→ What you have to do
Lay out everything in the listing below, from the line containing "For each instance of the bread" down to the line containing "pixel 440 765" (both included), as a Markdown table with two columns: Row for the row number and Content for the line. Omit blank lines.

→ Data to use
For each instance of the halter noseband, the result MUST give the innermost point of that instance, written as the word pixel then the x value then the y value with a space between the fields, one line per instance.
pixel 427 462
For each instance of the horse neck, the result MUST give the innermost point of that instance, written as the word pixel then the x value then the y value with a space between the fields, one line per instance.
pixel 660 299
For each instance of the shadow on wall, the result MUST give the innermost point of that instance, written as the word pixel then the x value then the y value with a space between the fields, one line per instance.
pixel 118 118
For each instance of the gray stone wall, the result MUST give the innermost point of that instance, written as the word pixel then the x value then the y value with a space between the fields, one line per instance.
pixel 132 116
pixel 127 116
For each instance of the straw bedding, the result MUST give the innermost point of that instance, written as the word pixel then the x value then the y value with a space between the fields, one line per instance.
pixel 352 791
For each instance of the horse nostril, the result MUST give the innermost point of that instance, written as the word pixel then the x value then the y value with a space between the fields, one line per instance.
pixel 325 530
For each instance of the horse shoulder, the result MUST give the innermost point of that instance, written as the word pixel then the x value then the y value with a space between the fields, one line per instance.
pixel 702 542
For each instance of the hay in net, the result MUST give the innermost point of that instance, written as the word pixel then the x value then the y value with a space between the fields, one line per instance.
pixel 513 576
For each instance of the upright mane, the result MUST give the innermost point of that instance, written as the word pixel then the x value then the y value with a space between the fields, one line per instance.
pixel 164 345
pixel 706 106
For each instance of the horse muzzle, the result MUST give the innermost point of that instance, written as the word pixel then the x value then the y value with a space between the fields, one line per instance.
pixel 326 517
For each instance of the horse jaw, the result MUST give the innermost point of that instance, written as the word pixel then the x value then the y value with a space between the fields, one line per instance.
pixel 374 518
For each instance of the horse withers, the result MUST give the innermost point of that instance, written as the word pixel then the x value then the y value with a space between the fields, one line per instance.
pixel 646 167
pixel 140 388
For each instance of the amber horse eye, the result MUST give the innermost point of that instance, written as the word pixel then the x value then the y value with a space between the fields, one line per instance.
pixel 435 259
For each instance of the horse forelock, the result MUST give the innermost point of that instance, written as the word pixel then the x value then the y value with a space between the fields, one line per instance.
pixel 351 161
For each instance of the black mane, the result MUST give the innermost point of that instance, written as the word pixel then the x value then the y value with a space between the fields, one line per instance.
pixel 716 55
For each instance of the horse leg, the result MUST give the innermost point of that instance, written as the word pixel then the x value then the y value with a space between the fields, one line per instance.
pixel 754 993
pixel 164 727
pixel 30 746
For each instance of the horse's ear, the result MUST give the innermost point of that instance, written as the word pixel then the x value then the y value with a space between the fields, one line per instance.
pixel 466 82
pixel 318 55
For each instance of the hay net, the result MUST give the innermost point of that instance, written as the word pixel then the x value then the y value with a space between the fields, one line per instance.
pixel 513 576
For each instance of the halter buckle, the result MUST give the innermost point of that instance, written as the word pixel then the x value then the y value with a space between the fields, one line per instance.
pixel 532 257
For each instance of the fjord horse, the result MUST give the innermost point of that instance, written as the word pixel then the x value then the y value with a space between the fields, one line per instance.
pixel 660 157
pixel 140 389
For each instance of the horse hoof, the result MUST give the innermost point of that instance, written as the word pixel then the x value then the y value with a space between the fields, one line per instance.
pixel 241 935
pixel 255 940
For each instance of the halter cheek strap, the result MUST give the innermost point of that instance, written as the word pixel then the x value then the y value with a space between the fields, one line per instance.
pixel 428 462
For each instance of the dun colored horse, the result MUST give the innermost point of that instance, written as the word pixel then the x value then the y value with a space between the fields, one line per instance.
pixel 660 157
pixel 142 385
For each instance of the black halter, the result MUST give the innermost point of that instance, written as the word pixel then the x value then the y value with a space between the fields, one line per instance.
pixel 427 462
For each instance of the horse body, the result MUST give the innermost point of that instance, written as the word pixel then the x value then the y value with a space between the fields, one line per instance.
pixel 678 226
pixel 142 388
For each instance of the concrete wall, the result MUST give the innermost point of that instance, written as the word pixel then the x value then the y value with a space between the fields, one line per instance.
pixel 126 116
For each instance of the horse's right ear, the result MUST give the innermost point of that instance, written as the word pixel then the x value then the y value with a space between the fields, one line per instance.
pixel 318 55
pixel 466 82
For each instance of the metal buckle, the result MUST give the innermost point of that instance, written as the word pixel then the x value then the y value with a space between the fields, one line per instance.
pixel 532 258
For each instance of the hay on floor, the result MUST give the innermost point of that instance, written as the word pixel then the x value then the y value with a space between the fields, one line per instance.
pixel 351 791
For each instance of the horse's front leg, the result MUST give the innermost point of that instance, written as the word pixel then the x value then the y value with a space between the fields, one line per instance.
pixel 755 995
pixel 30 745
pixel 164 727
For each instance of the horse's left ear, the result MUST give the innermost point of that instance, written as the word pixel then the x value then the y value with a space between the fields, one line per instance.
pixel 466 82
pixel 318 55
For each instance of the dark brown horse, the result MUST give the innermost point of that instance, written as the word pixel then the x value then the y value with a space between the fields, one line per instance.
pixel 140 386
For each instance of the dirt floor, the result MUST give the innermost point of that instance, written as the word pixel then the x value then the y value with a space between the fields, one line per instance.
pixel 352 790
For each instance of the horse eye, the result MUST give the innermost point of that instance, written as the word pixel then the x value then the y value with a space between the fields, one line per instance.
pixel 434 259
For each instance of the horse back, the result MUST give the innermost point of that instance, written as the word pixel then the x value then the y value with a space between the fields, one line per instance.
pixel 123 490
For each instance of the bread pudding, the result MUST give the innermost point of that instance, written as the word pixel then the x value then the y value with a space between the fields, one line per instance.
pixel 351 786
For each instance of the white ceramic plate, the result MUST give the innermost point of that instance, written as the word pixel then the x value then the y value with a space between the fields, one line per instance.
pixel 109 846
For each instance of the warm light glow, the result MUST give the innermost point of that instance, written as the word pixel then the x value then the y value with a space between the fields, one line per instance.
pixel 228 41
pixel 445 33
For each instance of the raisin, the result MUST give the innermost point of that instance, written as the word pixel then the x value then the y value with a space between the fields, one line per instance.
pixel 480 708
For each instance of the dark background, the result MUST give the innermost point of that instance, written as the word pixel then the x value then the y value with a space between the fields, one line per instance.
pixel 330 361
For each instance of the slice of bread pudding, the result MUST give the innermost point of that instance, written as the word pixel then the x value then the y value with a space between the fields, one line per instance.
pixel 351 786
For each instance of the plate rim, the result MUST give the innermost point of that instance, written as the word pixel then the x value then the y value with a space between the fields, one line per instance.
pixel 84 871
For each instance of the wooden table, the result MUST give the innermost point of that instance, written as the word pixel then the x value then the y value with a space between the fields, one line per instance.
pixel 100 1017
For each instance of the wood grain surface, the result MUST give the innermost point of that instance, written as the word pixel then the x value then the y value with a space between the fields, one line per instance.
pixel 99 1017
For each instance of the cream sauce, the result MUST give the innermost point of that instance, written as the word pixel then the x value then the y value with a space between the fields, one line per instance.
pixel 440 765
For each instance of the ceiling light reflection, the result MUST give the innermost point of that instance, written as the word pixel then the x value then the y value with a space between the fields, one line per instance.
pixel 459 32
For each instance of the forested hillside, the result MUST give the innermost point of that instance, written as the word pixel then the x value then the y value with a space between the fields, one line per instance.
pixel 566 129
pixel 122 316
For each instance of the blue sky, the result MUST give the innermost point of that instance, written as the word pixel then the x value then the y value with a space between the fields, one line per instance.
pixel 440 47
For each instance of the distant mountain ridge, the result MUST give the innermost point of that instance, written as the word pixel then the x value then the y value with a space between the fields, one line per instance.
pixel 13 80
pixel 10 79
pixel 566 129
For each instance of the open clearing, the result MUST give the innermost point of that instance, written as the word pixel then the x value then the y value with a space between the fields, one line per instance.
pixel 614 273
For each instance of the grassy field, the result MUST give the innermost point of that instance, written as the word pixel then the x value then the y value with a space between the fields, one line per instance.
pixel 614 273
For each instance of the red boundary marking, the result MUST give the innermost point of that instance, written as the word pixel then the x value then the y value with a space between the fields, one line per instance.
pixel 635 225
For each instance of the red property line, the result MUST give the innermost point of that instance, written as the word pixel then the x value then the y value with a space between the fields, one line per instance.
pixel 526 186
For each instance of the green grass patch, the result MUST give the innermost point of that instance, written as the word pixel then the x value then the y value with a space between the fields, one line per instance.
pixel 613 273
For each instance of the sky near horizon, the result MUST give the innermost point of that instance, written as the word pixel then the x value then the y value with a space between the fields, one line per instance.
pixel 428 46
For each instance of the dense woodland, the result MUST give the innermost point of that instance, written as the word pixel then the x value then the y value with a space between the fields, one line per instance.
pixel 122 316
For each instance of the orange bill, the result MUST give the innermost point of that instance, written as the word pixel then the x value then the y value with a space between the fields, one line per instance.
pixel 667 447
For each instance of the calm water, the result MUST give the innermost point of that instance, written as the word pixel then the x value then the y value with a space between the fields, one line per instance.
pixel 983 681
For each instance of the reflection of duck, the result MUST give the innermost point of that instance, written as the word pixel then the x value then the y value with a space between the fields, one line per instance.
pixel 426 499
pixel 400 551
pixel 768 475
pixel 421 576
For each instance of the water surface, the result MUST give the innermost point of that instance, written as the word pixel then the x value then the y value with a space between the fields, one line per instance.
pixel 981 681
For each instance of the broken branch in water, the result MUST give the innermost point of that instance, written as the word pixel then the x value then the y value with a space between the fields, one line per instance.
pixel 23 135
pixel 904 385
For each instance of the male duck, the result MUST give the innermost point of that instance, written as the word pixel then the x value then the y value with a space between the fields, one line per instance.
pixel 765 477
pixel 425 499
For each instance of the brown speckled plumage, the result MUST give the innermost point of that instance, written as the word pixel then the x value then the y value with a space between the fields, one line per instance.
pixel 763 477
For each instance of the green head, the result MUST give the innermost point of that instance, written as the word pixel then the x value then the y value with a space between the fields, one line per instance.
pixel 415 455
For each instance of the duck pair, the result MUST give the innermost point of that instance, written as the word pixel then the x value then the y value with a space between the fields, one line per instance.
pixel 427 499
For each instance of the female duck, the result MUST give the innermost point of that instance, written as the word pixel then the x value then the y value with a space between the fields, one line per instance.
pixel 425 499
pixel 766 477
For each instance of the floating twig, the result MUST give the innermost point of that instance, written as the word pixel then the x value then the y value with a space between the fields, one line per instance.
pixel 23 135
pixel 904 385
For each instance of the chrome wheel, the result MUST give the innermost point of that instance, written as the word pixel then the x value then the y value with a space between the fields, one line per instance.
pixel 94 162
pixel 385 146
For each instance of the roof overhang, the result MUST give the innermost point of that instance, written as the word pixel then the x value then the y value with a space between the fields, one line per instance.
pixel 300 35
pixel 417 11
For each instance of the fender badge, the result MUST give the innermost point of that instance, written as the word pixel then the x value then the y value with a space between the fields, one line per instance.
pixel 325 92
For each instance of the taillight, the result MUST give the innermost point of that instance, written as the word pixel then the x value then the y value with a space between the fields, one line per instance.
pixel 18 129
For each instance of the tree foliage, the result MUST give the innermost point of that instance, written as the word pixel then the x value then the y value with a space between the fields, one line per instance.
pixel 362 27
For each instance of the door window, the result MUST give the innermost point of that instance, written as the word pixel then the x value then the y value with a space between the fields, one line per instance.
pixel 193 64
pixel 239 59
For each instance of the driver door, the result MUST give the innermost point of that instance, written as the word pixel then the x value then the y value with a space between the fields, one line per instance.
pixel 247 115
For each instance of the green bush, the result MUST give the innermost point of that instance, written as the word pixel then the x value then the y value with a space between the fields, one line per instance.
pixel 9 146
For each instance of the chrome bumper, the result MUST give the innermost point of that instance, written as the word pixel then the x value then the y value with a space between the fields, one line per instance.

→ Completed exercise
| Row | Content |
|---|---|
| 1 | For each instance of the bread pudding, the result MUST give the innermost point of that instance, written as the word pixel then the x value then the y value with a space between the fields, one line per instance. |
| 2 | pixel 351 786 |
| 3 | For each instance of the white ceramic plate, the result MUST give the innermost point of that instance, written as the word pixel then the x value then the y value with a space between the fields, one line per instance. |
| 4 | pixel 109 846 |
| 5 | For each instance of the warm light glow, the result MUST give the innermost point of that instance, written as the word pixel then the x value then the y value with a space between the fields, one line per instance. |
| 6 | pixel 228 41 |
| 7 | pixel 445 33 |
| 8 | For each instance of the raisin, the result MUST give the innermost point of that instance, written as the word pixel then the x value then the y value with a space between the fields, one line per instance. |
| 9 | pixel 480 708 |
| 10 | For each instance of the dark background, the result MUST give the innermost point of that instance, written as the word pixel then the x value then the y value with a space between the fields, one line per instance. |
| 11 | pixel 330 361 |
| 12 | For each instance of the slice of bread pudding, the result MUST give the innermost point of that instance, written as the word pixel then the x value then the y value with a space between the fields, one line per instance. |
| 13 | pixel 351 786 |
| 14 | For each instance of the plate rim, the result MUST give the innermost point of that instance, written as the word pixel then the x value then the y value with a space between the fields, one line per instance. |
| 15 | pixel 84 871 |
| 16 | For each instance of the wooden table, the result MUST give the innermost point of that instance, written as the word pixel then the x value then the y value with a space between the fields, one line per instance. |
| 17 | pixel 100 1017 |
| 18 | For each instance of the wood grain surface, the result MUST give the innermost point of that instance, written as the word pixel then the x value then the y value with a space between the fields, one line per instance. |
| 19 | pixel 99 1017 |
| 20 | For each instance of the cream sauce, the result MUST give the innermost point of that instance, written as the word pixel then the x value then the y value with a space between the fields, one line per instance. |
| 21 | pixel 440 765 |